- Objective
Please give the data below again in full, exactly as it stands.

==============================

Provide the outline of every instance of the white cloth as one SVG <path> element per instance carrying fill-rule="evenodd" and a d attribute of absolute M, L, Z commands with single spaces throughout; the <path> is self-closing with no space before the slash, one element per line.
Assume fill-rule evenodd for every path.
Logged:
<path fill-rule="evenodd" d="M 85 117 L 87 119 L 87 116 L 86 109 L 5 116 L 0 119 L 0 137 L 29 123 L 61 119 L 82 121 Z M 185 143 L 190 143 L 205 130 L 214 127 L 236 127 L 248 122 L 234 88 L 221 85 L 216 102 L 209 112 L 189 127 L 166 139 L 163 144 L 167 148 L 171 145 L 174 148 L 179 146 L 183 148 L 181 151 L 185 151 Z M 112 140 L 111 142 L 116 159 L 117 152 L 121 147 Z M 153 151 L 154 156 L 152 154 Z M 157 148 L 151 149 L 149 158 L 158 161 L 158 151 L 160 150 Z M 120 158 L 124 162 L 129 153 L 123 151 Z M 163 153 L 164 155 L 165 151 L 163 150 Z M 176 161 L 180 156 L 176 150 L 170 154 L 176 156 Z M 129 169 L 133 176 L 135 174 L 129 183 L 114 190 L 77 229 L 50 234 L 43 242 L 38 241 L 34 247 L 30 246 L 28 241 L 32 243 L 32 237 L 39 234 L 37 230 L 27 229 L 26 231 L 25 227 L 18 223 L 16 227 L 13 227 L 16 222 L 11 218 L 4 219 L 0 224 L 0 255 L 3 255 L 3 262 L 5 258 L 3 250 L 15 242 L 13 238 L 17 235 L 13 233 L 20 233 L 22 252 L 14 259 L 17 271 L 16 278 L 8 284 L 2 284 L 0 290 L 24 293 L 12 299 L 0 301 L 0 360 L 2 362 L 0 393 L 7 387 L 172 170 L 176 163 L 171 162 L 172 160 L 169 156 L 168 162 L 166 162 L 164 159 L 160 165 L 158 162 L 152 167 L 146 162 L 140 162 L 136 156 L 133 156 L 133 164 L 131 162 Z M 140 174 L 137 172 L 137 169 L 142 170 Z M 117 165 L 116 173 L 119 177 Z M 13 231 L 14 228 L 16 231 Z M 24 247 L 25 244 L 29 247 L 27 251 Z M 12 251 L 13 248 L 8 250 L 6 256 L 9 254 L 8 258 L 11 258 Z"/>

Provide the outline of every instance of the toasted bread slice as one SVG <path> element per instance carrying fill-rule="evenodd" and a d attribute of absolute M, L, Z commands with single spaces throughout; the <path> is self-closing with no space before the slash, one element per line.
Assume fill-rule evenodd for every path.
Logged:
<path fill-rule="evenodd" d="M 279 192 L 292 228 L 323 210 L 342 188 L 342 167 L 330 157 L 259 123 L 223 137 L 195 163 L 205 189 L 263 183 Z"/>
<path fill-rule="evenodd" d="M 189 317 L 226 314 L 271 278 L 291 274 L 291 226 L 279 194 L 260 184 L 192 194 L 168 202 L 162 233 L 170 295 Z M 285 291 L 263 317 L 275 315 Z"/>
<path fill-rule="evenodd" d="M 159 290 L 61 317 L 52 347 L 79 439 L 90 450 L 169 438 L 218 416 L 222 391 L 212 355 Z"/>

==============================

- Answer for the task
Provide the outline of every instance of the white cloth as one SVG <path> element per instance carrying fill-rule="evenodd" and a d attribute of absolute M, L, Z commands with single spaces throughout; the <path> is self-closing with no space before the slash, one element per line.
Assume fill-rule evenodd for every path.
Logged:
<path fill-rule="evenodd" d="M 85 117 L 87 119 L 87 116 L 86 109 L 5 116 L 0 119 L 0 137 L 29 123 L 61 119 L 82 121 Z M 185 143 L 190 143 L 205 130 L 214 127 L 236 127 L 248 122 L 234 88 L 221 85 L 216 102 L 209 112 L 189 127 L 166 139 L 163 144 L 167 148 L 171 145 L 174 148 L 179 146 L 183 148 L 181 151 L 185 151 Z M 112 140 L 111 142 L 116 159 L 117 152 L 121 147 Z M 153 151 L 154 156 L 152 154 Z M 157 148 L 151 149 L 149 158 L 158 161 L 158 151 L 160 150 Z M 120 158 L 124 162 L 129 153 L 123 151 Z M 163 153 L 164 155 L 165 151 L 163 150 Z M 176 161 L 180 156 L 176 150 L 170 154 L 176 156 Z M 129 169 L 133 176 L 135 174 L 129 183 L 114 190 L 77 229 L 50 234 L 43 242 L 38 241 L 34 247 L 30 246 L 28 241 L 32 243 L 32 237 L 39 234 L 37 230 L 27 229 L 26 231 L 25 227 L 18 223 L 16 227 L 13 227 L 16 222 L 11 218 L 4 219 L 0 224 L 0 255 L 3 255 L 3 262 L 5 258 L 3 250 L 15 242 L 13 238 L 17 235 L 13 233 L 20 233 L 22 252 L 14 259 L 17 271 L 16 278 L 8 284 L 2 284 L 0 290 L 24 293 L 12 299 L 0 301 L 0 360 L 2 362 L 0 393 L 7 387 L 172 170 L 176 163 L 171 162 L 172 160 L 169 156 L 168 162 L 166 162 L 164 159 L 160 165 L 158 162 L 152 167 L 146 162 L 140 162 L 136 156 L 133 156 L 133 164 L 131 162 Z M 140 174 L 137 172 L 137 169 L 142 170 Z M 117 165 L 116 173 L 119 177 Z M 13 231 L 14 228 L 16 231 Z M 24 247 L 25 244 L 29 247 L 27 251 Z M 12 251 L 13 248 L 8 250 L 6 256 L 9 254 L 8 258 L 11 258 Z"/>

Provide the outline of every instance of the toasted bread slice as one SVG <path> element per instance carrying fill-rule="evenodd" and a d attribute of absolute M, L, Z commands with single spaces throughout; the <path> is self-closing with no space before the slash, one element per line.
Assume fill-rule evenodd for every path.
Logged:
<path fill-rule="evenodd" d="M 279 192 L 292 228 L 323 210 L 342 188 L 342 167 L 330 157 L 259 123 L 223 137 L 195 163 L 205 189 L 263 183 Z"/>
<path fill-rule="evenodd" d="M 189 317 L 226 314 L 271 278 L 291 274 L 291 226 L 279 194 L 260 184 L 192 194 L 168 202 L 162 233 L 170 295 Z M 285 291 L 263 317 L 275 315 Z"/>
<path fill-rule="evenodd" d="M 159 290 L 61 317 L 52 347 L 79 439 L 90 450 L 169 438 L 218 416 L 222 391 L 212 355 Z"/>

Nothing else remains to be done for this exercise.